> **WHAT YOU WILL DO**:
Could you repeat the records below exactly, leaving the pictures out?

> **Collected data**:
● ● ● ● ● ● ●

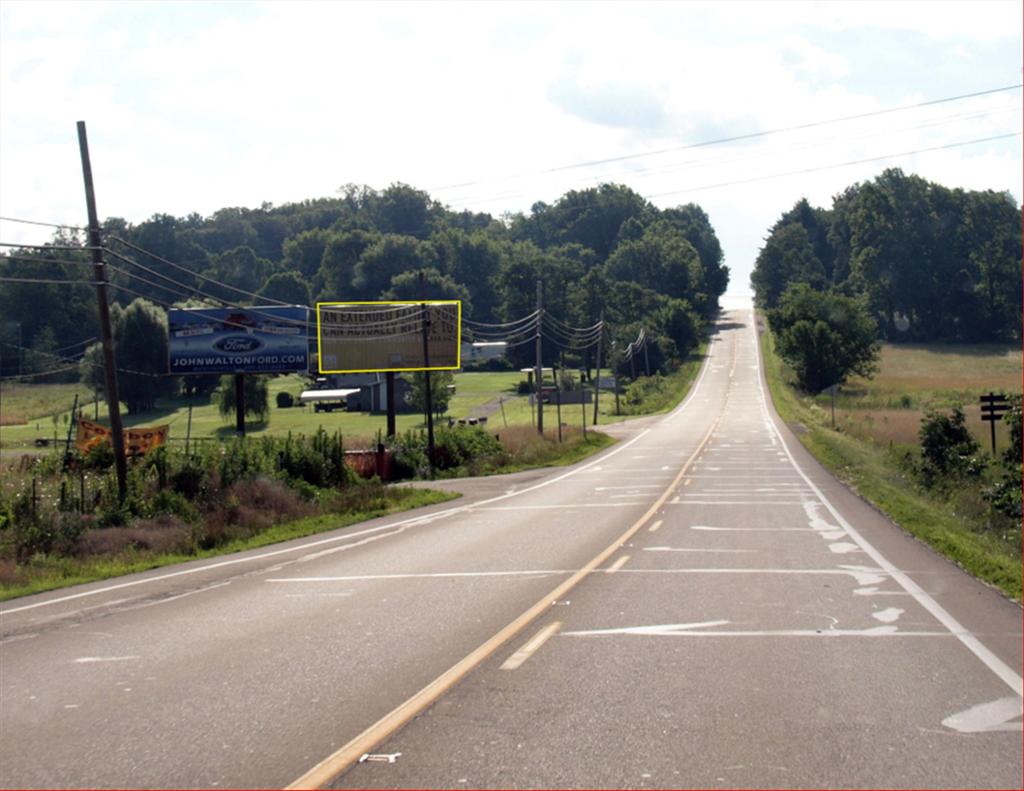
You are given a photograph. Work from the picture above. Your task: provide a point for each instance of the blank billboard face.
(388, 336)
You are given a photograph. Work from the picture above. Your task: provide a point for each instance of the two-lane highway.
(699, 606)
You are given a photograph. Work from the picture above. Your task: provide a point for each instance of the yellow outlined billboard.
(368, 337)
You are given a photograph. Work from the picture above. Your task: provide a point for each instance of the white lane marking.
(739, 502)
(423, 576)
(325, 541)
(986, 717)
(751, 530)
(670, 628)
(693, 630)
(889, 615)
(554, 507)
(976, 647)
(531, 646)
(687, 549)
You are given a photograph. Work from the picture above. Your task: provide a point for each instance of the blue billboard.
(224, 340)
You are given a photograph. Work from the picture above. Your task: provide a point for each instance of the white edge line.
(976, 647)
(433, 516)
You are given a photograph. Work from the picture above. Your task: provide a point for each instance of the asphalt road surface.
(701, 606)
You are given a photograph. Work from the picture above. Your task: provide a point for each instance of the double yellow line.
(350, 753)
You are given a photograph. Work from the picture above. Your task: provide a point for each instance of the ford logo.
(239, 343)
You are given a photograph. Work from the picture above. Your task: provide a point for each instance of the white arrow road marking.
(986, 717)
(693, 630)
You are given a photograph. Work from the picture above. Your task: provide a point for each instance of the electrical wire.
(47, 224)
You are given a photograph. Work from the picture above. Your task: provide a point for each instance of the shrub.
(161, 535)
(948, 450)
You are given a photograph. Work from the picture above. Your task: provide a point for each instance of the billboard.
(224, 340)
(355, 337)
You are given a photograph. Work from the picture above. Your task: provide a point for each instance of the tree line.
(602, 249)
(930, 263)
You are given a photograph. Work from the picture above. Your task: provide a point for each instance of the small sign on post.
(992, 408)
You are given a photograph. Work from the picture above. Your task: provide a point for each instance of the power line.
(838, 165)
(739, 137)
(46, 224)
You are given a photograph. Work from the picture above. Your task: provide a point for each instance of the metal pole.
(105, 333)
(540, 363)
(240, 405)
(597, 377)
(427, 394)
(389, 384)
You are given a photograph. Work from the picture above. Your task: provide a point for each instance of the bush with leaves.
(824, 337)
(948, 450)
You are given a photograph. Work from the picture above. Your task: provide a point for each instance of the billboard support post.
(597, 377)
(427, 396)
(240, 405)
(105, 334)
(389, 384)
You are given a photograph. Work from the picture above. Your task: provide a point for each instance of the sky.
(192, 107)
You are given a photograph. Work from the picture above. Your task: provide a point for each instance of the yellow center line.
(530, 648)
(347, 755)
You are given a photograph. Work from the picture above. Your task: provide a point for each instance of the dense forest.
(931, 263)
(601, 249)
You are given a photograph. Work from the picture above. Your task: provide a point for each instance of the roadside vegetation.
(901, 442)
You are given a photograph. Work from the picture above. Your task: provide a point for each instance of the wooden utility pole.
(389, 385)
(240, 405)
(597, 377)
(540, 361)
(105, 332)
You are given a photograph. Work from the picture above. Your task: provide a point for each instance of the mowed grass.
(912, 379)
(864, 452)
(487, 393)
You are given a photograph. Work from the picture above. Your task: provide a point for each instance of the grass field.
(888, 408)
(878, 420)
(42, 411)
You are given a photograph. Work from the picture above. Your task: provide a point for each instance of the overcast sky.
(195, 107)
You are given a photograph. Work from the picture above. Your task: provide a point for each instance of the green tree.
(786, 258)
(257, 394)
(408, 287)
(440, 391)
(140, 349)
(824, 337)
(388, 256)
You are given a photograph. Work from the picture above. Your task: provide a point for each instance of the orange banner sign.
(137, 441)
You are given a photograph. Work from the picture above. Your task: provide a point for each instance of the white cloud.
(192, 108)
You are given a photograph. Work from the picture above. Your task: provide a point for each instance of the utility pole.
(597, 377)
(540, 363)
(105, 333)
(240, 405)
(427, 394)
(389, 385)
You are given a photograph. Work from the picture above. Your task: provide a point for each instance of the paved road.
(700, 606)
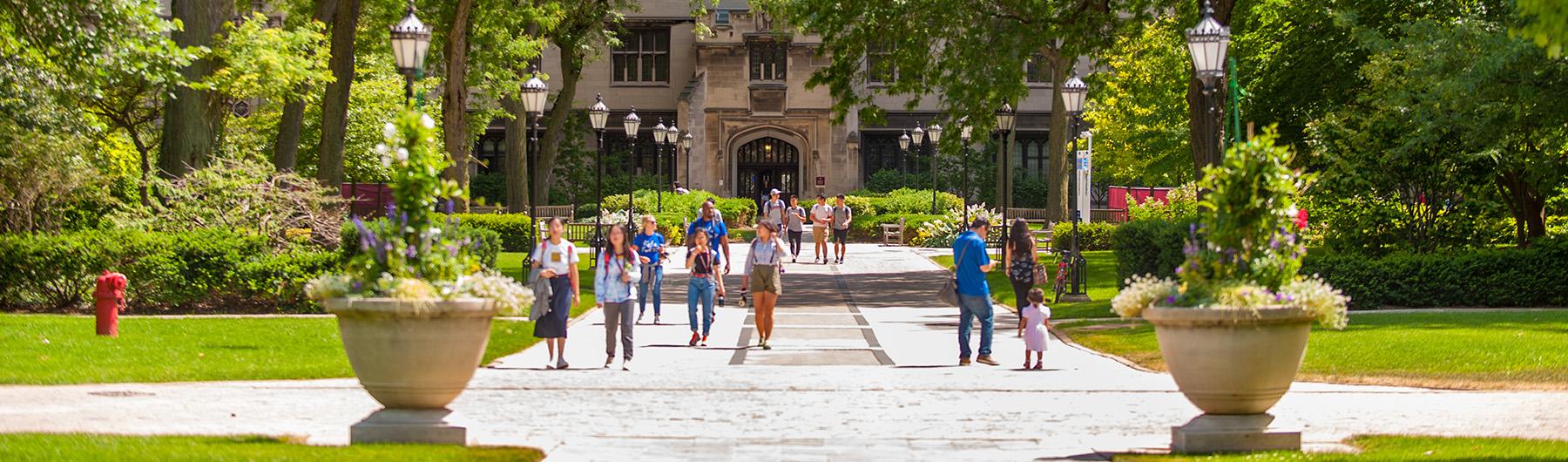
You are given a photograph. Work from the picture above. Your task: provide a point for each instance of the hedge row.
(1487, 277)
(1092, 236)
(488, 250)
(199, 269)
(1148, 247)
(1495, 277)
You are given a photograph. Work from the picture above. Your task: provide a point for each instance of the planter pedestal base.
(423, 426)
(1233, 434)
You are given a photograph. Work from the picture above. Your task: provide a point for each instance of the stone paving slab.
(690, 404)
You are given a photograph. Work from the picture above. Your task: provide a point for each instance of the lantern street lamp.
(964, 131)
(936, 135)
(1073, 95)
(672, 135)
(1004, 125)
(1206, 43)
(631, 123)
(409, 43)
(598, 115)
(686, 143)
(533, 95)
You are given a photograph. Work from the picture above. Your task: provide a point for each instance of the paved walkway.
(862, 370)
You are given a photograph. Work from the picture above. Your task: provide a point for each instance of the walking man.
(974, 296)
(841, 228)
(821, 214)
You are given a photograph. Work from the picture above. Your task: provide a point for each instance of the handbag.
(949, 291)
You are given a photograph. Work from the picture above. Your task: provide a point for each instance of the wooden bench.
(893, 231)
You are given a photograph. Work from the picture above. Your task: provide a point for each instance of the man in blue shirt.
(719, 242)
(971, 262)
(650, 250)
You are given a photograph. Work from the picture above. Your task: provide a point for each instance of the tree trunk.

● ● ● ● ● ● ●

> **EXERCISE RESULT**:
You are given a photograph. Work from the picture above. Your task: provide a point for each instance of the blank billboard face.
(388, 336)
You are given a photograph. Work from the picture above. Your task: provide a point for each instance of the two-lane highway.
(699, 606)
You are given a photograph. Work from the picture above. Your task: provide a point for each instance of the yellow outlined billboard.
(368, 337)
You are given a photograph. Work from the picture above. Your task: provide a point for each instance of the white lane marking.
(739, 502)
(423, 576)
(325, 541)
(986, 717)
(751, 530)
(670, 628)
(693, 630)
(889, 615)
(554, 507)
(976, 647)
(531, 646)
(687, 549)
You are given a photograph. Work from the picture above. Your task: provide a point for each instance of the blue billboard.
(224, 340)
You are given a photograph. Work from the picture above. Your task: provide a point for each instance of the white edge line.
(976, 647)
(433, 516)
You are given a photograph. Work from the picture above. Your task: provide a point for each instance of the asphalt road surface.
(701, 606)
You are given a photograph. Work from the picture above. Your task: provide a point for each instance of the double yellow line.
(350, 753)
You are given a photograph. Work from the picture above. Your task: provide a point for each instance of the ford logo.
(239, 343)
You are given a photograph. Work from the picture above. Your task: provide a point for each instance of the white arrow road marking.
(986, 717)
(693, 630)
You are given a photograph. Work from the picture above. Your task: provide a point for each instance of the electrical wire.
(47, 224)
You are given a photograph. Work from the picture above. Your task: provide a point for each instance of the shrub.
(161, 535)
(948, 450)
You are given a photograph. Work from the picture above. Your task: provide a point for each instance of the billboard.
(224, 340)
(355, 337)
You are given a photograph. Work from the picture above. Your task: provide a point for each instance of the tree line.
(602, 249)
(930, 263)
You are given a photograph. Work from the picture above. Your task: provide a point for each instance of the small sign on post.
(992, 408)
You are given a photograph. Work from the picture above. Your task: provide a point for each instance of the power line.
(838, 165)
(739, 137)
(46, 224)
You are given a photograph. Work from the picture above. Your task: provide a point for each instance of the metal pole.
(105, 333)
(540, 363)
(240, 405)
(597, 377)
(427, 394)
(389, 384)
You are given a photograph. Work from the picture above. Your task: provide a point for each instance of the bush with leaves.
(824, 337)
(948, 450)
You are given a photograph. Work from the picture above. Your task: provide a point for each instance of the billboard support post.
(597, 377)
(427, 396)
(240, 405)
(105, 334)
(389, 384)
You are given a photograph. Work from the picture above. Your task: provide a point for each instance of the sky.
(192, 107)
You are given a photograph. Work from the picture above. Your task: provide a point for each instance of the yellow center line.
(530, 648)
(347, 755)
You are given a photograph. Work from the picture above. Your task: provide a point for each instance of the dense forest.
(931, 263)
(601, 249)
You are given a photograph. Work from the picture above. Your task: provide a point for each instance of the roadside vegetation.
(901, 442)
You are given a photograph. Work from the picture above. Your task: provide a point for each instance of the wooden utility pole.
(389, 385)
(240, 405)
(597, 377)
(540, 361)
(105, 332)
You are given a photograph. Work from the picture above. Your task: provide a point for each instance of the mowed grass.
(912, 379)
(864, 452)
(487, 393)
You are given a photograph. Work from the picture above. Your task: provide a point for each instance of the grass field.
(888, 408)
(878, 420)
(42, 411)
You are given a photograph. Work from the picture above. Your task: provide a point for each instance of the overcast sky.
(195, 107)
You are given a photograph. Work from the picture above. Your task: provide a point for each instance of the green tree.
(786, 258)
(257, 394)
(408, 287)
(440, 391)
(140, 349)
(824, 337)
(388, 256)
You are given a photograph. Work from the picture above. Your task: provide a point for each instance of the orange banner sign.
(137, 441)
You are given a photograph. Work from the picture above. Your task: provide a point for each instance of the white cloud.
(192, 108)
You are given a photograph. Work from the picture above. Your task: provide a point for each instance of the utility pole.
(597, 377)
(540, 363)
(105, 333)
(240, 405)
(427, 394)
(389, 385)
You are given a photograph. Work from the picture above. Your task: provide a point for each instance of the paved road.
(700, 606)
You are given a photograph. Work from the picture above. Your task: provide a point for each instance of the hedge row.
(1487, 277)
(1092, 236)
(488, 250)
(199, 269)
(1148, 247)
(1495, 277)
You are given a photograph. Work from the picture above. Your task: provide a point for each instance of the planter pedestal base.
(423, 426)
(1233, 434)
You are given a photograph. Work from the picture above. Your task: provide a point for each instance of the stone paving slab.
(690, 404)
You are given a photograph. Work from the picture above. Your task: provide a point for each instance of the lantern street lamp.
(964, 131)
(936, 135)
(1073, 95)
(672, 135)
(1004, 125)
(1206, 43)
(631, 123)
(409, 43)
(598, 115)
(686, 143)
(533, 95)
You are given a photograph. Work from the picture above. Your task: provide a point for each instance of the paved walkway.
(862, 370)
You are given a photograph. Work from the picture above. Your task: provide a point for each instance of the walking man.
(974, 296)
(841, 228)
(821, 214)
You are given a photograph. Work from the picture above. Your task: provide a point for each instance of the handbag.
(949, 291)
You are given a photograph. Work from the picture above. Your task: provide a point for each instance of the wooden bench.
(893, 231)
You are given a photograph. Work from the picture above. Your task: provide a point for each instance of the man in blue shirt.
(719, 242)
(971, 262)
(650, 250)
You are given a photograph. Work from the picture above. Your task: provide a point for each instance of the tree trunk.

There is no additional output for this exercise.